ENTRIES SUPPLIED>
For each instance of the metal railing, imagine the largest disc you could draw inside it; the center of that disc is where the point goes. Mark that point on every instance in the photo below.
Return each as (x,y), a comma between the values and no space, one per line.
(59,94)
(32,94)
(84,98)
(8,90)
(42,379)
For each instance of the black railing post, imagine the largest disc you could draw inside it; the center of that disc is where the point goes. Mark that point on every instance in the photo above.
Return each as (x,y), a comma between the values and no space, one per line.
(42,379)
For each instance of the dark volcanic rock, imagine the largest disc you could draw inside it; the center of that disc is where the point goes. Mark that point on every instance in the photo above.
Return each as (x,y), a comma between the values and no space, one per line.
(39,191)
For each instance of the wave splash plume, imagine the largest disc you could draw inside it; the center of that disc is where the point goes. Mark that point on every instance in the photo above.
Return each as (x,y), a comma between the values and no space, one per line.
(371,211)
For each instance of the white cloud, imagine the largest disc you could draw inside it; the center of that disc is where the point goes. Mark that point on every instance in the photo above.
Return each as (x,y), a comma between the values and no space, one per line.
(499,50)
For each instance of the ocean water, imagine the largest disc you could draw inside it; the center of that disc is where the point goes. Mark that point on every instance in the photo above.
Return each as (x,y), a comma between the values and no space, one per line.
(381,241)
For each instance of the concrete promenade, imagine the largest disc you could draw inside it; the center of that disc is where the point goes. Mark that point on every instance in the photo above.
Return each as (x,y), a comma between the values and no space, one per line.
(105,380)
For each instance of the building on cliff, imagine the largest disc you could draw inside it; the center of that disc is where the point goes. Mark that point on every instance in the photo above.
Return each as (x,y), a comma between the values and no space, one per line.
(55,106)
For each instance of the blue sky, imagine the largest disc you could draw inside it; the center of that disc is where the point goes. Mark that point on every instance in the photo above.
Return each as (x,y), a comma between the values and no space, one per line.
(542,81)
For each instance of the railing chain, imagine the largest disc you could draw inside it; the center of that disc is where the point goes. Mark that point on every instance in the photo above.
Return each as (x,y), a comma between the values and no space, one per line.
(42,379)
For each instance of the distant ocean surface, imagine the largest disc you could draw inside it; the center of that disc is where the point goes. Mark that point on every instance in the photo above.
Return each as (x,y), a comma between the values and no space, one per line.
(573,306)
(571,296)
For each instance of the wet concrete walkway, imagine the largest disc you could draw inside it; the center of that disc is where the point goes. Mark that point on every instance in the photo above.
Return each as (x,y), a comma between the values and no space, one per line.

TASK REQUIREMENTS> Output exactly the lines from the one with "For each instance of the railing" through the final line of the listing above.

OUTPUT>
For each instance of the railing chain, imagine the largest disc you could draw inside it; the center of that disc is where the point goes. Mark that point on every instance in the photo above.
Return each as (x,y), a comma between the values and no space, one per line.
(42,379)
For each instance of the distant ocean surface, imagine the largest disc you could draw inside it; the center of that disc is where the point goes. Mark that point on every instance in the photo above.
Return each as (x,y), a comma between the values and no space, one per line.
(573,306)
(571,296)
For each instance of the wet concrete walkway, imagine the largest disc you could draw inside it; the center of that disc is where the point goes. Mark that point on every instance in the photo above.
Return each as (x,y), a comma between the values and no space, one per line.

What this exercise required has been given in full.